▶ **PAGE**
- - -

The processing facility then sends John Smith several maps which show the areas where traffic problems are present and provides an alternative.

In this example, the user did not provide any audio recording. The Traffic application obtained results without the user specifically asking for information at the time the information was needed.

Non-Trained Voice Dialing Example

Mary has a mobile phone. Her phone contains contact information stored in a database on the phone. Mary uses a Contact Dialer application on her phone. The application periodically sends the contact information stored in the phones to the processing facility as additional information.

Mary presses and briefly holds the “5” key on the phone which she has assigned the Contact Dialer request process. The Contact Dialer asks, “For what name place?” which can be heard as a recording emanating from the phone.

Mary responds with “Call David at home”. The speech is recorded as an audio recording. Any required salient pre-processing and conversion is performed. In this example, the audio is cropped and the AMR codec and format are used. The audio recording is transmitted to the processing facility. Additional information indicating this is a request from the “Contact Dialer” application is transmitted. In this example the audio recording and additional information are send as a HTTP POST via a GRPS connection.

- - -

▶ **INFORMATION SUPPLIED**

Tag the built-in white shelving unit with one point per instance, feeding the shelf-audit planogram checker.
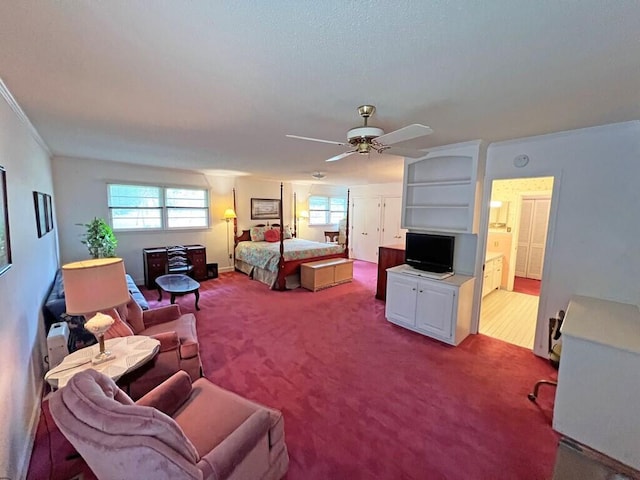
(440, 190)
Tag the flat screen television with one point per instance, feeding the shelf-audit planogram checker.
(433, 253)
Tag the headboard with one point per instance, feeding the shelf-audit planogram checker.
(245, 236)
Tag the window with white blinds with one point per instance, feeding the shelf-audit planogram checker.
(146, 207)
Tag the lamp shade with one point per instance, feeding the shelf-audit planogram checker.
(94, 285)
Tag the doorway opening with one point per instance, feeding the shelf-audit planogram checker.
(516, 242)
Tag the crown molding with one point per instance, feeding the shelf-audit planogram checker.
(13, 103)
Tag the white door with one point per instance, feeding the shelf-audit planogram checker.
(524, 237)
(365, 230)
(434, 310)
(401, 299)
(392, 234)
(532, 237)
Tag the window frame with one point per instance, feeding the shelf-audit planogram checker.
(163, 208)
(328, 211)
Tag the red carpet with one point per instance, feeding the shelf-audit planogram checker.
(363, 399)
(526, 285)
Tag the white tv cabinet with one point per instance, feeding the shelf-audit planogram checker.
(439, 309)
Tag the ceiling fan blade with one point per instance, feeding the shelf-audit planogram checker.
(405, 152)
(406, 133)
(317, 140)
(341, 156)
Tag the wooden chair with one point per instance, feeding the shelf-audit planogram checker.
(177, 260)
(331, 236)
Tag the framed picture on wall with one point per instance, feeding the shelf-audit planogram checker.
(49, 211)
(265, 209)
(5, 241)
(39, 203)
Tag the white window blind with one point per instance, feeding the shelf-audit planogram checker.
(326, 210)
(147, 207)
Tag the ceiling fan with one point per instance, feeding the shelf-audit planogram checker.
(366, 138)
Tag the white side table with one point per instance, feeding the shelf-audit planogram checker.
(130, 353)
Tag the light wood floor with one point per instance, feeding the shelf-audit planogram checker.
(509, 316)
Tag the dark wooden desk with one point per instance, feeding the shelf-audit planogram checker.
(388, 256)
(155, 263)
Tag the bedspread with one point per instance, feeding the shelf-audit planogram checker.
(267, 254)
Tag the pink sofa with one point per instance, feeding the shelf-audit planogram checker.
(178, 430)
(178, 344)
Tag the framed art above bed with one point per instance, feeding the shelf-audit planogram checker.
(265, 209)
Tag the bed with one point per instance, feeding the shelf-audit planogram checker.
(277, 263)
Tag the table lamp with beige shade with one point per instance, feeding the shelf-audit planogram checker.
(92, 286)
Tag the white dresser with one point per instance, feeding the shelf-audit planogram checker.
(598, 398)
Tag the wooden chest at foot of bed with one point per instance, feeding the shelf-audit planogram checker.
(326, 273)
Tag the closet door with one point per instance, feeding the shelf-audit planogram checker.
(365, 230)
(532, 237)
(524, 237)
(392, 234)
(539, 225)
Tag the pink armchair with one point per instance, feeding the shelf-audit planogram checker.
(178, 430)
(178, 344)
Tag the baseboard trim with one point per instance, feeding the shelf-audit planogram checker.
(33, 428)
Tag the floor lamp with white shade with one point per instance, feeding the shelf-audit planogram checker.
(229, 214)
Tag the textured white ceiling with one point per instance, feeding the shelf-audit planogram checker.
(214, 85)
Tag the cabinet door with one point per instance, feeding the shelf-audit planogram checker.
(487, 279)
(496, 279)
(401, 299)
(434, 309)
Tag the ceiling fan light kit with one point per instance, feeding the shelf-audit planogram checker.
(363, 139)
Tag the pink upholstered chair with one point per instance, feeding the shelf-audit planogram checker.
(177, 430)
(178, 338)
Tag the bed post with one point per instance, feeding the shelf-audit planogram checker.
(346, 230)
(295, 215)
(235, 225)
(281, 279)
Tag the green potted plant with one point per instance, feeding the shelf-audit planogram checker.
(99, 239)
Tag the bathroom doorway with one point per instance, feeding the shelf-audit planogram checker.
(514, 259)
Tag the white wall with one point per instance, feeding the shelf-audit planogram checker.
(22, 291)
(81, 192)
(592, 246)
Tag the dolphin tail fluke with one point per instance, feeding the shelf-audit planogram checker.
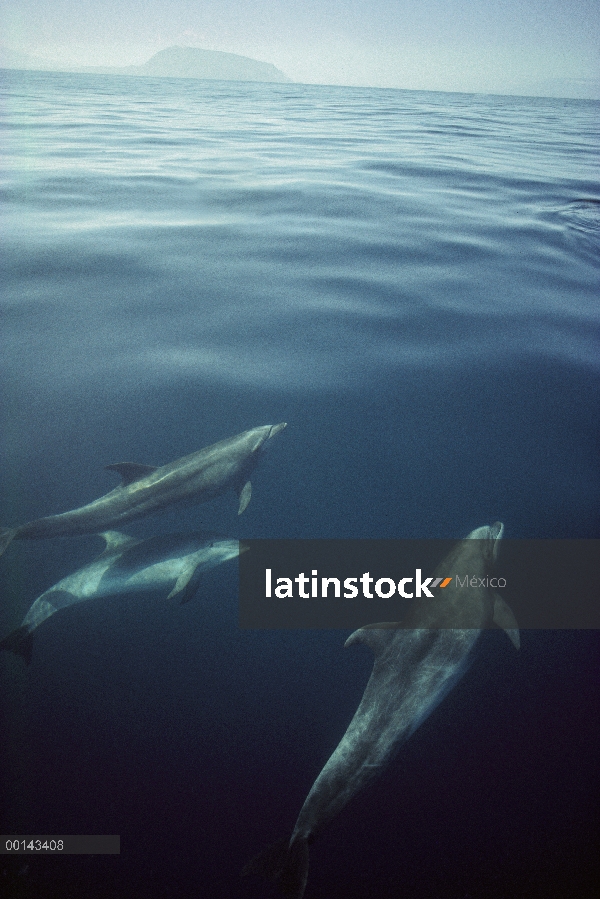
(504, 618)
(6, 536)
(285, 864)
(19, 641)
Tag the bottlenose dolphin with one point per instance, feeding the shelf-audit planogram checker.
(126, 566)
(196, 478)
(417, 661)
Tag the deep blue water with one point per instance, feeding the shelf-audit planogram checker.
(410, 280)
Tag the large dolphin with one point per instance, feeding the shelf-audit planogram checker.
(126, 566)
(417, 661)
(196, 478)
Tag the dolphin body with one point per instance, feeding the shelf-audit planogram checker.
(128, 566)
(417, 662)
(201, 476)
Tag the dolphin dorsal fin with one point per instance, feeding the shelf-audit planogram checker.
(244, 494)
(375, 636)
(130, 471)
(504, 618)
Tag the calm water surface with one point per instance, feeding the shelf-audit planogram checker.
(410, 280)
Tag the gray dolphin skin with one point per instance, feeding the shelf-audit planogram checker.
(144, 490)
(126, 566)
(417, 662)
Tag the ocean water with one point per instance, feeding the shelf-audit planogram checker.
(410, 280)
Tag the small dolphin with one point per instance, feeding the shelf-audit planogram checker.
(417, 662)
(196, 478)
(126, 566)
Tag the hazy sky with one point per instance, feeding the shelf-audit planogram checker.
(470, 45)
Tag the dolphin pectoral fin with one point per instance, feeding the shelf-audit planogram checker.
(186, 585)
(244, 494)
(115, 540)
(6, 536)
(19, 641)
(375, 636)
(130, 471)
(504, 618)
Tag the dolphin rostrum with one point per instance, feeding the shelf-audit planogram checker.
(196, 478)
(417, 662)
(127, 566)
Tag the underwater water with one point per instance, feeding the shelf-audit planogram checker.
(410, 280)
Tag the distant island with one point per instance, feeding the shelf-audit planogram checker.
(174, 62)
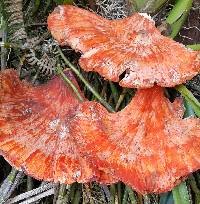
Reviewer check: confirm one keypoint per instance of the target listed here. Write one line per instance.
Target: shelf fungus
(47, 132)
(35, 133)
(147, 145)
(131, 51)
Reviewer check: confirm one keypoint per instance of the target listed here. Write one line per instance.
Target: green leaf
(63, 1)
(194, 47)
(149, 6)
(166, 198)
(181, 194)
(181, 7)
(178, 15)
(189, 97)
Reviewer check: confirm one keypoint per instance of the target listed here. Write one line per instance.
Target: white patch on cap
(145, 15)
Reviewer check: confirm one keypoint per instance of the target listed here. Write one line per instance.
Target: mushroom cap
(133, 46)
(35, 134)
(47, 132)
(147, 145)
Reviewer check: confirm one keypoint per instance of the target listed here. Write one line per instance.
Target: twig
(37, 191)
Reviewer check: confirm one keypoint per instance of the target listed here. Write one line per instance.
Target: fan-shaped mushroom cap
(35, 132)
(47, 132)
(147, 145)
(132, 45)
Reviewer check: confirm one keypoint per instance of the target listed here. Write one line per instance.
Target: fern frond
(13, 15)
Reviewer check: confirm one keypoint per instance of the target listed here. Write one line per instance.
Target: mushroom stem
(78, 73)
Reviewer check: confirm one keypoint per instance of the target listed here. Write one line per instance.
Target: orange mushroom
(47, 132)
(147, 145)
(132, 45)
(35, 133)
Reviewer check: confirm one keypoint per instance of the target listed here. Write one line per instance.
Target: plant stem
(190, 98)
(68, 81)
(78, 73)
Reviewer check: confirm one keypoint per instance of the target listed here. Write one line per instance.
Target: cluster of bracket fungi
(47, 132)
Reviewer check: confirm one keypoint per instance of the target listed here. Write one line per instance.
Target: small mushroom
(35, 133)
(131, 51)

- - -

▶ **CHALLENGE A**
According to the page, why does Mary's pressing and briefly holding the "5" key start the Contact Dialer? Answer in one to three sentences.
▶ **CHALLENGE B**
Answer these from the page:
(i) What does the processing facility send John Smith?
(ii) Where on Mary's phone is her contact information stored?
(iii) Which codec and format are used for Mary's audio recording?
Rely only on the page to answer.

▶ **WORKED ANSWER A**
Mary has assigned the Contact Dialer request process to the "5" key on her phone. Pressing and briefly holding that key therefore starts the application, which then asks her for a name.

▶ **WORKED ANSWER B**
(i) Several maps showing the areas where traffic problems are present, along with an alternative.
(ii) In a database on the phone.
(iii) The AMR codec and format.